___ PASSAGE GIVEN
Forum OpenACS Q&A: Re: referencing a specific db pool

Collapse
Posted by Jeff Davis on
Tom, if you have an sql error in a transaction on postgres you cannot continue. This is possible to do in oracle but postgres does not support those semantics.

You could catch tcl errors and continue with the transaction but that's not what's going on here.

Of course I could be wrong here (and I wish I was since what Mark is trying to do is an immensely useful idiom for mapping tables for example)...

Collapse
Posted by Tom Jackson on

Hmm, that is good to know, I guess I somehow didn't understand the comment in the pg driver:

        /* We'll kick out with an NS_ERROR if we're in a transaction.
         * The queries within the transaction up to this point were
         * rolled back when the transaction crashed or closed itself
         * at the request of the postmaster.  If we were to allow the
         * rest of the transaction to continue, you'd blow transaction
         * semantics, i.e. the first portion of the transaction would've
         * rolled back and the rest of the transaction would finish its
         * inserts or whatever.  Not good!   So we return an error.  If
         * the programmer's catching transaction errors and rolling back
         * properly, there will be no problem - the rollback will be
         * flagged as occuring outside a transaction but there's no
         * harm in that.
         *
         * If the programmer's started a transaction with no "catch",
         * you'll find no sympathy on my part.
         */

It seems a catch only makes things worse. Why have a catch if the result is not aborting page processing and possibly using a transaction handle again, which will lead to another error?

The original question however seems to suggest that each insert should be in a separate transaction anyway, since the desired result is to 'not' tie one query to another using the semantics of a transaction. Should the transaction block be used just because the result is a faster insert?

If you are doing the same insert over and over, would it be worth writing a special function to do the job, then calling that:

select my_insert(...)
Collapse
Posted by Mark Aufflick on
That comment is interesting.

You are right it's a bit bogus to do a transaction judt for performance - but i'm talking 10 minutes down to 4 for a batch n end of month process.

The PG documentation also talks about things being faster inside transactions due to this very issue.

And the only reason that I tried it is because there is no other way (I can see) to turn off auto commit mode.

If you can't turn it off is it a mode or a state of being ;)

The pl/pgsql function won't help since PG will call an fsync stright after it as well - and that is the only speed issue, not any query planning etc.

Ah. Well, now i'm going to try parallelizing it (I write to two tables) to see if that speeds it up...

Collapse
Posted by Tom Jackson on

This is something that is just crying to be done in pl. I moved a select heavy procedure from tcl to plsql and saw the time go from 8 hours to 8 minutes on a process we wanted to run ever two hours, and also greatly increased the functionality. It also really lowers the load on the server.

But there isn't anything really bad about a ten minute query if it is only run once a month, and you are only able to lower it to four minutes.
______
■ PARTS OF THE EXERCISE:
[1] According to the forum thread on PostgreSQL transactions, how much faster did Mark Aufflick's end-of-month batch process run inside a transaction?
[2] Carry the forum thread on PostgreSQL transactions forward with the next post after its final sentence.
___ EXTRACTED INFORMATION
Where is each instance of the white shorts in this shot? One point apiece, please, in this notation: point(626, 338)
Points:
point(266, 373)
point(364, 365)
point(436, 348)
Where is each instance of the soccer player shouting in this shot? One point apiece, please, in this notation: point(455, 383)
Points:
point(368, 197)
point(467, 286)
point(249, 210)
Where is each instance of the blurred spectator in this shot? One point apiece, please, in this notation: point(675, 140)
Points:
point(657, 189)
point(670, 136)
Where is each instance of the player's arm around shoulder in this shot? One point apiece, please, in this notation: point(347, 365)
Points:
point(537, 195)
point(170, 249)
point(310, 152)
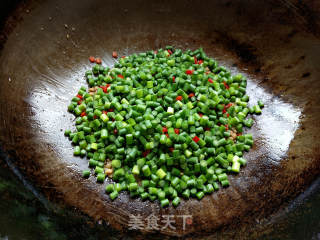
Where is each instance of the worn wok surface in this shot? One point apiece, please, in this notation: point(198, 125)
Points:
point(275, 44)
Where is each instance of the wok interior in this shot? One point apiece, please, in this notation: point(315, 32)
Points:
point(276, 47)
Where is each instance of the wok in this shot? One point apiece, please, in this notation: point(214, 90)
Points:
point(275, 44)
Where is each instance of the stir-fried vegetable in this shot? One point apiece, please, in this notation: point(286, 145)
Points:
point(163, 125)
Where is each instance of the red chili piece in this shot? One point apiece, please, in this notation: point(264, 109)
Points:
point(145, 153)
point(189, 72)
point(114, 54)
point(179, 98)
point(104, 88)
point(92, 59)
point(228, 105)
point(196, 139)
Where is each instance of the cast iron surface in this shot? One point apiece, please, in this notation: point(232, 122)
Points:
point(275, 44)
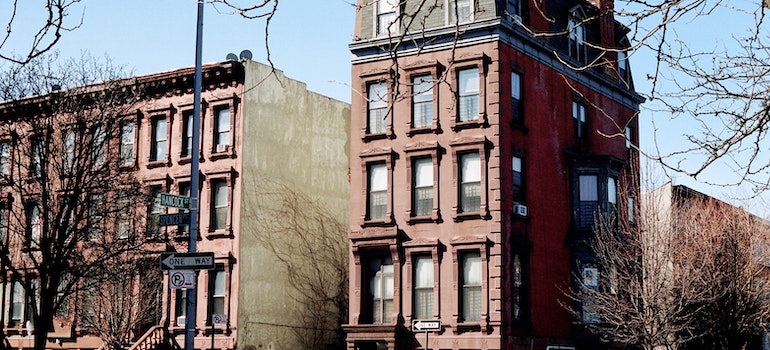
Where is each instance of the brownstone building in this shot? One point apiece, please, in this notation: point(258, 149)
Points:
point(246, 129)
point(479, 160)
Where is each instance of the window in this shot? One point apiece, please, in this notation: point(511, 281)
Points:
point(158, 147)
point(577, 39)
point(377, 106)
point(468, 94)
point(518, 179)
point(155, 211)
point(219, 204)
point(470, 296)
point(5, 160)
point(422, 200)
point(218, 288)
point(516, 105)
point(518, 284)
point(629, 136)
point(17, 302)
point(36, 159)
point(125, 203)
point(381, 289)
point(98, 146)
point(377, 201)
point(3, 225)
point(184, 190)
point(69, 151)
point(460, 11)
point(470, 183)
point(423, 288)
point(127, 137)
point(222, 129)
point(513, 7)
point(589, 200)
point(187, 133)
point(386, 17)
point(623, 65)
point(612, 194)
point(33, 223)
point(95, 216)
point(579, 117)
point(590, 280)
point(181, 307)
point(422, 101)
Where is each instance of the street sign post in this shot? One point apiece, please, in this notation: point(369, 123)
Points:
point(174, 219)
point(179, 279)
point(174, 201)
point(426, 326)
point(187, 261)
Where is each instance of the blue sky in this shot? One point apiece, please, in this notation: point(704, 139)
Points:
point(308, 40)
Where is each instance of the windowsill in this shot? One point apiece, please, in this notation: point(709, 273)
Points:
point(157, 163)
point(477, 215)
point(479, 122)
point(465, 327)
point(378, 222)
point(224, 233)
point(424, 130)
point(378, 136)
point(424, 219)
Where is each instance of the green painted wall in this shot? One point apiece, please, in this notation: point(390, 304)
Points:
point(294, 144)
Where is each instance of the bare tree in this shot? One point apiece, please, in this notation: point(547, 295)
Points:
point(68, 207)
point(689, 271)
point(121, 300)
point(48, 20)
point(293, 227)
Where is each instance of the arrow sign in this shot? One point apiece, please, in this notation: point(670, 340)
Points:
point(187, 261)
point(426, 325)
point(174, 201)
point(174, 219)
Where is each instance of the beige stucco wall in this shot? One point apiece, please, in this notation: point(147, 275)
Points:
point(298, 139)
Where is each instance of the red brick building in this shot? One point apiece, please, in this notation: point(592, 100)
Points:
point(479, 160)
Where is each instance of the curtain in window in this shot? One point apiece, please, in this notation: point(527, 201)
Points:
point(378, 107)
point(423, 187)
point(423, 288)
point(471, 297)
point(378, 189)
point(468, 86)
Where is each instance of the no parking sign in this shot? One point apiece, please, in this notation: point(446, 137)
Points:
point(181, 279)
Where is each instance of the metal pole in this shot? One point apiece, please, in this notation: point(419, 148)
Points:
point(190, 321)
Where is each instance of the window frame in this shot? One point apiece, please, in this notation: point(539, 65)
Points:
point(228, 179)
point(368, 157)
point(480, 62)
point(426, 247)
point(155, 157)
point(460, 245)
point(415, 152)
point(393, 26)
point(580, 119)
point(470, 145)
point(124, 159)
point(453, 15)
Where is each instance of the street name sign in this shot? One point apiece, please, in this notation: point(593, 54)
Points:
point(174, 219)
point(174, 201)
point(426, 325)
point(187, 261)
point(179, 279)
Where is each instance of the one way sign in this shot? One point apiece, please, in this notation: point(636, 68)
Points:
point(426, 325)
point(187, 261)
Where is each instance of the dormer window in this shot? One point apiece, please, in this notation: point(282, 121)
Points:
point(386, 17)
point(577, 36)
point(460, 11)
______
■ SET OF ANSWERS:
[1] It went from 10 minutes down to 4.

[2]
Collapse
Posted by Mark Aufflick on
Yes - but in postgres a pl/pgsql function is implicitly a transaction, thus running into the problems mentioned above...
Collapse
Posted by Jeff Davis on
If in the end you are just doing a collection of inserts you
might consider doing it all with a COPY command (you can
look at db_load_sql_data and ref-timezones for examples
of loading data with copy).
Collapse
Posted by Tom Jackson on

I think what I did was setup a controller function and then another worker function which ran each operation. It had to be done this way for the similar reasons: user data might crash the process, but in that case only a single record would be affected. So in the worker function, catch the exception, and return 0 or 1 based on success/failure. On failure, run another function to do your logging.

This is always the case in pl, even if you can catch an exception, you cannot continue in the body of the function and you have to cleanup and return.

Moving stuff around inside the database is always going to be much quicker than going back and forth to the webserver for control.

Collapse
Posted by Mark Aufflick on
ah - so you're saying that if i have a plpgsql function that iteratively calls another plpgsql function, and the query inside the inner function fails (and rolls back the querie(s) in that function, the OUTER function continues?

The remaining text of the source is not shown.